Document text:
[Start]
As shown above, the statistical model offers an improvement over the CESM1-LE in its simulation of internal variability. However, unlike a true initial condition ensemble, it cannot inform about the forced component of climatic trends, defined as the “true” response to radiative forcing uncontaminated by sampling of internal variability. We thus replace the mean of the synthetic ensemble with an estimate of the forced component based on climate model ensembles. Our primary estimate of the forced component is the ensemble mean of the CESM1-LE, but we also make use of the ensemble mean of the 37 CMIP5 models. The forced component of terrestrial temperature and precipitation trends, in addition to global SLP trends, from 1965 to 2014 based on the CESM1-LE are shown in Fig. 6 for DJF (see Fig. S9 in the supplemental material for JJA), and those based on CMIP5 are in Figs. S10 and S11.
The forced trend in DJF temperature from 1965–2014 based on the CESM1-LE (Fig. 6a) is positive everywhere, with magnitudes generally between 1° and 2°C (50 yr)−1 in the Northern Hemisphere (NH) but reaching 3°C (50 yr)−1 at some Arctic coastal locations, and <1°C (50 yr)−1 in the Southern Hemisphere (SH). The forced trend in DJF precipitation (Fig. 6c) is generally positive north of 30°N, with maximum values [5–10 mm month−1 (50 yr)−1] over western Europe and parts of eastern North America. Remaining land areas show more regional patterns of forced precipitation trends, with pronounced wetting [>10–25 mm month−1 (50 yr)−1] throughout tropical southern Africa, much of Australia, and parts of Brazil and Argentina, and comparable amplitude drying in Mexico, the Maritime Continent, southern Africa, and northwestern Australia among other locations. Forced trends in SLP are generally small [magnitudes <0.5 hPa (50 yr)−1] with the exception of the SH extratropics in association with stratospheric ozone depletion (Polvani et al. 2011). The forced trend from the CMIP5 ensemble is similar to that from the CESM1-LE, although some differences are evident such as greater warming at high northern latitudes and larger wetting over western Eurasia and much of North America (Fig. S10 in the supplemental material).
[End]
Supplied material:
[Start]
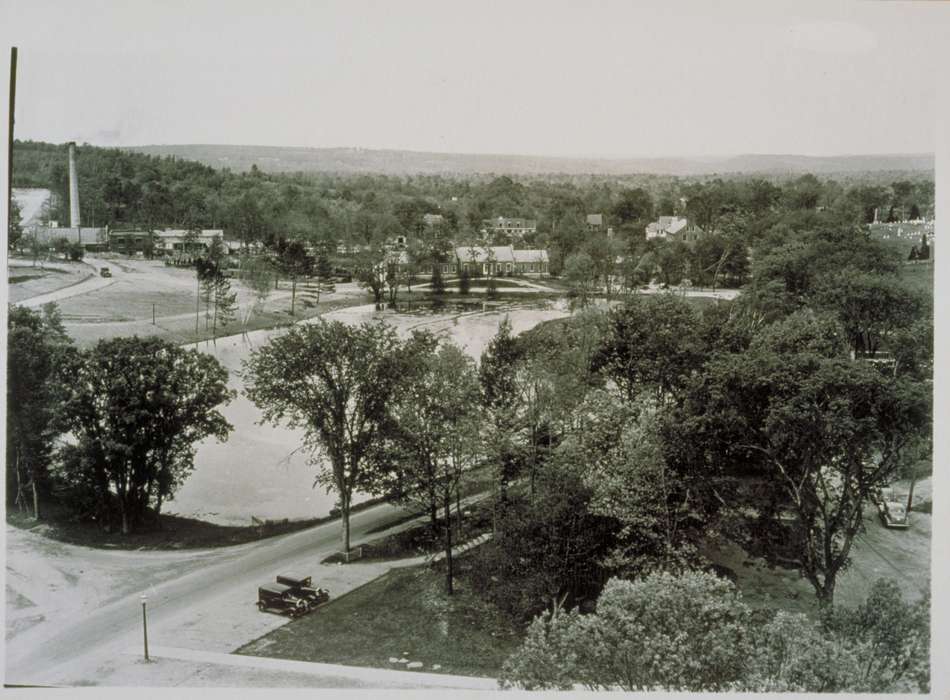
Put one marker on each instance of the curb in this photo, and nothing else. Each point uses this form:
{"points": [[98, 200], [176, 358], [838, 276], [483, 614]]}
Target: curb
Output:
[End]
Task instructions:
1. Duplicate the climate trend text from "As shown above, the" to "S10 and S11.".
2. List every supplemental-material figure that the climate trend text cites.

Outputs for the tasks:
1.
As shown above, the statistical model offers an improvement over the CESM1-LE in its simulation of internal variability. However, unlike a true initial condition ensemble, it cannot inform about the forced component of climatic trends, defined as the “true” response to radiative forcing uncontaminated by sampling of internal variability. We thus replace the mean of the synthetic ensemble with an estimate of the forced component based on climate model ensembles. Our primary estimate of the forced component is the ensemble mean of the CESM1-LE, but we also make use of the ensemble mean of the 37 CMIP5 models. The forced component of terrestrial temperature and precipitation trends, in addition to global SLP trends, from 1965 to 2014 based on the CESM1-LE are shown in Fig. 6 for DJF (see Fig. S9 in the supplemental material for JJA), and those based on CMIP5 are in Figs. S10 and S11.

2. Fig. S9, Fig. S10, Fig. S11